- **TEXT PASSAGE**:
If hotels are selling out rooms Thursday to Sunday at sustained higher rates, is it less important that those same rooms are more than half empty during the week?
Cronk’s optimism in the slow-but-sure recovery of business travel is partly based on confidence that business executives will again realize the value of in-person interaction with partners and clients. He also told me that as the economy grows, there will be more workers to travel, and even if the percentage of workers traveling remains lower than it was pre-pandemic, that could look like a full rebound in business travel.
It’s clear that business travel is still lagging in this recovery, and that it has changed. Whether that change is temporary or not, and how that reflects in hotel performance, is a burning question for the hotel industry.
— Robert McCune, senior managing editor
As the first day of the conference came to an end, the one thing that struck home was that while average daily rate has surpassed 2019 levels and RevPAR has joined it in many cases, what is swirling around the industry is uncertainty.
That is not uncertainty mood from panic, as was the case even six or so months ago, but questions around who the new guest is, why they are traveling and how group and business travel is coming back and what shape will that take.
A wonderful piece of news came from Erika Alexander, chief global officer, global operations, at Marriott International, who said during the “Bourbon with the bosses” keynote panel that the three crises of the 21st Century — 9/11; the Great Recession and the COVID-19 pandemic — have proven beyond all measure that the hotel industry is sustainable, and a great career choice.
The tussle facing the industry, though, is how the new demand must be catered to, priced and satisfied. The leisure part might be easier resolved, but group travel and new and existing employees might be a sterner task to get the strategy right on.
There are signs group and corporate travel are returning.
At a panel on business travel, John Cook, Marriott’s senior director of data science and reporting, said the industry does “not have a great insight on what [business travel] will look like by the end of the year. For instance, what is the long-term impact of working from home? We don’t know where the ceiling is. We are seeing different types of travel, but we do not know where the finish line is.”
On the same panel, Gaurav Sharma, executive vice president of revenue and distribution at EOS Hospitality, said the “[travel-buying] market does understand that it will have to pay more. Company rules on travel could be a bigger potential barrier than is traveler desire.”
The big picture might be settling down, but there is a lot of detail to wallow through and get right.
— Terence Baker, senior reporter
On a panel I moderated about the future of meetings and events, experts said while group demand is improving overall across the top 25 US markets, larger urban markets like New York, San Francisco, Washington, DC, and Boston continue to lag.
With that, I would say to take caution when we hear CEOs on company earnings calls say that group demand is roaring back. It might be in places like Miami, Tampa and Houston — but not in every market. It’s clear that it’s not a one-size-fits-all recovery. Many hotels are also struggling to gain revenues from catering and banquets, according to 2022 STR data indexed to 2019.
Meeting planners — both inside and outside of the hotel industry — are stressing the importance of patience and collaboration as teams navigate a short-staffed environment and work to deliver value-add offerings and experiences.
However, this doesn’t mean hoteliers aren’t working around the clock to strategize ways to lighten the labor load through automation, cross-training, gig work and the leverage of data to make better decisions.

- **RECORDS SUPPLIED**:
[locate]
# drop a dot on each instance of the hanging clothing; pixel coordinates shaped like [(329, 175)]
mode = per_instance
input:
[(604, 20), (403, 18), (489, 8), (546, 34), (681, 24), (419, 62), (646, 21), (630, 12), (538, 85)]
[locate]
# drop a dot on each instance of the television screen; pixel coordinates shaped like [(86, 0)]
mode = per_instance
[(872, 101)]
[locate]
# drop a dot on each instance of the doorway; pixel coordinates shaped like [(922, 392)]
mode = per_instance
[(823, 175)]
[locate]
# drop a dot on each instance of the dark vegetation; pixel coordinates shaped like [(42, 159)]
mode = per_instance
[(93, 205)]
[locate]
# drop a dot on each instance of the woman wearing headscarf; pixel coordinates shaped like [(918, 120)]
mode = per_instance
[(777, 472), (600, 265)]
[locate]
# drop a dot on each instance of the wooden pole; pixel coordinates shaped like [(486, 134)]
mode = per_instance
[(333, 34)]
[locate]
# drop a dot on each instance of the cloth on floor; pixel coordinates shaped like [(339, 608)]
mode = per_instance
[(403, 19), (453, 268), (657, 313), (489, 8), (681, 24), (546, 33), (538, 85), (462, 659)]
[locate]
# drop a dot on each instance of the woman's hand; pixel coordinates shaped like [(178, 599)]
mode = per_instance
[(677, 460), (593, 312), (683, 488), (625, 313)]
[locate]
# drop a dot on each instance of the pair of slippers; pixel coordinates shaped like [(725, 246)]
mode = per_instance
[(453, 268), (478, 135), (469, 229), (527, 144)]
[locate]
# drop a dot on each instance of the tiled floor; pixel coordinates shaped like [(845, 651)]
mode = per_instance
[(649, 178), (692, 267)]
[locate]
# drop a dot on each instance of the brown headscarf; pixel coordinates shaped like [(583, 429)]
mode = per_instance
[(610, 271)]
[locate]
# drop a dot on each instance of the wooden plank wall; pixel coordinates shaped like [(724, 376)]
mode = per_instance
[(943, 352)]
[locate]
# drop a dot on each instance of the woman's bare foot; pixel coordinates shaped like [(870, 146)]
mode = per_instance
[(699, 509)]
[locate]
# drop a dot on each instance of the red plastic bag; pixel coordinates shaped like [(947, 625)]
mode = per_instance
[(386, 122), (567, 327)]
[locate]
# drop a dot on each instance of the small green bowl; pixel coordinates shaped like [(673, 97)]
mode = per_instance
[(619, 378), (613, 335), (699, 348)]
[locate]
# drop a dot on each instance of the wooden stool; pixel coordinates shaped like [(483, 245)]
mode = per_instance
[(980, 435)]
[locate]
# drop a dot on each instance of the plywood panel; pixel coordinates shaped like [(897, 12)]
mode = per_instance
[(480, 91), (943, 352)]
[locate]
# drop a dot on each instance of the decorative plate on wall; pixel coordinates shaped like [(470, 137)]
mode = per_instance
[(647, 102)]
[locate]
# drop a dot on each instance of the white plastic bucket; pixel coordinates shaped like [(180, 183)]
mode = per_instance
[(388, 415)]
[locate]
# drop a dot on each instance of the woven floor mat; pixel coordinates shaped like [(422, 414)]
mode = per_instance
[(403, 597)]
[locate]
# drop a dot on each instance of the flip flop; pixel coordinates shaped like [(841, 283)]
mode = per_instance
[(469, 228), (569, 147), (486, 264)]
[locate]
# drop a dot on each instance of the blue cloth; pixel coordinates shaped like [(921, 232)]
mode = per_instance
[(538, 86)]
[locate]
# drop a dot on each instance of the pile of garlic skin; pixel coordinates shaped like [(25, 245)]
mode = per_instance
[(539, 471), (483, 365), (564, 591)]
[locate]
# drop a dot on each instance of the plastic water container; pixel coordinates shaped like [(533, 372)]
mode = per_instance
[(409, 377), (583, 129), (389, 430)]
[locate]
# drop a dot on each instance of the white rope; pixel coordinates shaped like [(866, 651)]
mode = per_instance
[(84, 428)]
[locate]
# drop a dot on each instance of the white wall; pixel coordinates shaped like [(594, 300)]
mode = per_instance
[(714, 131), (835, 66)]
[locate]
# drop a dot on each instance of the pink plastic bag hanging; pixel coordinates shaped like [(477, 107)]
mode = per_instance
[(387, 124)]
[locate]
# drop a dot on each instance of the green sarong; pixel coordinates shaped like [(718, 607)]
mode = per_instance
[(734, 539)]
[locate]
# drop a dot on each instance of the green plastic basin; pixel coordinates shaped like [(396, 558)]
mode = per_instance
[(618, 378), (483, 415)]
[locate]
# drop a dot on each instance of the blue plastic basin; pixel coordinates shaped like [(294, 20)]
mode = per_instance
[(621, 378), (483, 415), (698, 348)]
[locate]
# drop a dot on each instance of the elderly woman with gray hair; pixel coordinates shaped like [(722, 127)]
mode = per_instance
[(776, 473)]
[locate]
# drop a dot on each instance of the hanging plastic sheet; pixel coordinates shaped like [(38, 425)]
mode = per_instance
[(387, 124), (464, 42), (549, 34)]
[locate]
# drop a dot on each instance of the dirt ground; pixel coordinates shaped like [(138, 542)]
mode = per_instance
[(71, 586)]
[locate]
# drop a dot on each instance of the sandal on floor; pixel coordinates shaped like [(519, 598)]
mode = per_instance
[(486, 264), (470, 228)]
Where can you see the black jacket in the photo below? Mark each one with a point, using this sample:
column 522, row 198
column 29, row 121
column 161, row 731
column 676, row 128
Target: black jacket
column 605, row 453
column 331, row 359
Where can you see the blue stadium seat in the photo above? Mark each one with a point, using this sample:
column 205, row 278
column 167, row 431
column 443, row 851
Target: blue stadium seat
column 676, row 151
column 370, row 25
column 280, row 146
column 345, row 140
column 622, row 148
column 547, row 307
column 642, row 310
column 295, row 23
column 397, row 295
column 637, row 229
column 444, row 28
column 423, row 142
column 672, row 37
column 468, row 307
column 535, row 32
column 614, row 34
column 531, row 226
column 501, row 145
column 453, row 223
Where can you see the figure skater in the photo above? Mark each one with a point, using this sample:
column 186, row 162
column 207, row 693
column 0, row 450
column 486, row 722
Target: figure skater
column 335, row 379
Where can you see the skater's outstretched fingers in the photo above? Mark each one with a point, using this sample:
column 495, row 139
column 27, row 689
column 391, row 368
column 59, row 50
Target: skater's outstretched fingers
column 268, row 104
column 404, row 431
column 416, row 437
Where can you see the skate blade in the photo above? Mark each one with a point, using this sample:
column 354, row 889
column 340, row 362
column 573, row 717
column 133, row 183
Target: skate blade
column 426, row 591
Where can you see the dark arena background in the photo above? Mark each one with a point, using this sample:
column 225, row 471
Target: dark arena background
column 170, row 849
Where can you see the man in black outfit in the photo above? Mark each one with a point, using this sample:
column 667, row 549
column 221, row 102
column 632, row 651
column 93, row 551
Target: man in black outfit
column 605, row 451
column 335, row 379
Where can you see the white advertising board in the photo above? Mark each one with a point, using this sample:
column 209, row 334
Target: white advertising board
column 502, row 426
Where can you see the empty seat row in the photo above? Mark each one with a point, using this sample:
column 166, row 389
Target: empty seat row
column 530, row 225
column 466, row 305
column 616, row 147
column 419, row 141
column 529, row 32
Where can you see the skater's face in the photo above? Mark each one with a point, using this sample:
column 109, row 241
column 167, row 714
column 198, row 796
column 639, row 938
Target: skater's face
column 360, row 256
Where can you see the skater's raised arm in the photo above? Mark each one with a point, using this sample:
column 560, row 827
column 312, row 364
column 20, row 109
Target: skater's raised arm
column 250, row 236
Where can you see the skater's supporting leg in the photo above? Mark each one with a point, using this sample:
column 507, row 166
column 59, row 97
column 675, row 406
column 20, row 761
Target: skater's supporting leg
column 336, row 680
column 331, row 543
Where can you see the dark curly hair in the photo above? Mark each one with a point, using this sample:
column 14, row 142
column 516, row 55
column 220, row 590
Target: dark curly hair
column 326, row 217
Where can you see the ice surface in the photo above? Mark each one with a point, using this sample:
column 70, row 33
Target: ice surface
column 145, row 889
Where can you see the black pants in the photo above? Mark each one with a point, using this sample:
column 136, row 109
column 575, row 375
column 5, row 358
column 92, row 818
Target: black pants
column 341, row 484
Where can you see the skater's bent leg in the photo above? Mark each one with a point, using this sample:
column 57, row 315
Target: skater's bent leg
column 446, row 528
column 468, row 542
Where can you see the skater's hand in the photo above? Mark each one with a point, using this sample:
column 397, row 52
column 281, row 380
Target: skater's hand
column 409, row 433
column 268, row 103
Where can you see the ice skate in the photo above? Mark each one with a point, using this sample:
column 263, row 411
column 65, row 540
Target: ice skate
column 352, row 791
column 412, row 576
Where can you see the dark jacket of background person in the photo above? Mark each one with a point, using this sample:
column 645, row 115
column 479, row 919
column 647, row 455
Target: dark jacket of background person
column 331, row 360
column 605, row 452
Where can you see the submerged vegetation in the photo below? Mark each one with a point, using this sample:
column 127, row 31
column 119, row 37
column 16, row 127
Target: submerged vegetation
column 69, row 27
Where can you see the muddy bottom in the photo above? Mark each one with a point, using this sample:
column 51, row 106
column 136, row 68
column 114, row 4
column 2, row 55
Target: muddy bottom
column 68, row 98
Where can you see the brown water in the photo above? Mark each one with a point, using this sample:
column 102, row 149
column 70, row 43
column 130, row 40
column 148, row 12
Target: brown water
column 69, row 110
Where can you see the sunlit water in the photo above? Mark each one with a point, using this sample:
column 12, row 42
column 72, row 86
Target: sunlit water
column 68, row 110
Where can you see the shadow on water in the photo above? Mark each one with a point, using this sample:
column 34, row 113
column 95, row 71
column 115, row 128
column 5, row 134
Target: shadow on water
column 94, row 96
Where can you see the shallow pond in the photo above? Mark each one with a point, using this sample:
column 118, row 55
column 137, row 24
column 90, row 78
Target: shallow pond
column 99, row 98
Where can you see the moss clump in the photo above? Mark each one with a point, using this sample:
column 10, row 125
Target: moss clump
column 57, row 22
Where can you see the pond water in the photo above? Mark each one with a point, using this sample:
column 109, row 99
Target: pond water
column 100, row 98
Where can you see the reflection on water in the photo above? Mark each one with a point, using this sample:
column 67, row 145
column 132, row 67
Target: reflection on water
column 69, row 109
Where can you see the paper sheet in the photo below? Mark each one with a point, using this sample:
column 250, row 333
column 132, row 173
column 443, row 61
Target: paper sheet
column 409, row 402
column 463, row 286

- **WORK TASK A**: Decide whether each statement agrees with the hotel conference commentary, answering yes or no and quoting the words that settle it: (i) Erika Alexander works for Marriott International. (ii) Group demand is lagging in larger urban markets such as New York and Boston. (iii) John Cook said the industry has a clear view of what business travel will look like by the end of the year.
- **WORK TASK B**: List every city named in the hotel conference commentary.
- **WORK TASK C**: Condense the paragraph of the hotel conference commentary that begins "Cronk’s optimism in the slow-but-sure recovery" into a bulleted list that keeps its main facts.
The records have no connection to the hotel conference commentary.

- **EXERCISE OUTPUT A**:
(i) Yes: "Erika Alexander, chief global officer, global operations, at Marriott International"
(ii) Yes: "larger urban markets like New York, San Francisco, Washington, DC, and Boston continue to lag"
(iii) No: "not have a great insight on what [business travel] will look like by the end of the year"

- **EXERCISE OUTPUT B**: New York, San Francisco, Washington, DC, Boston, Miami, Tampa, Houston

- **EXERCISE OUTPUT C**:
- Cronk expects a slow-but-sure recovery of business travel.
- His optimism rests partly on confidence that business executives will again see the value of in-person interaction with partners and clients.
- As the economy grows, there will be more workers to travel.
- Even if the share of workers traveling stays below pre-pandemic levels, that could look like a full rebound in business travel.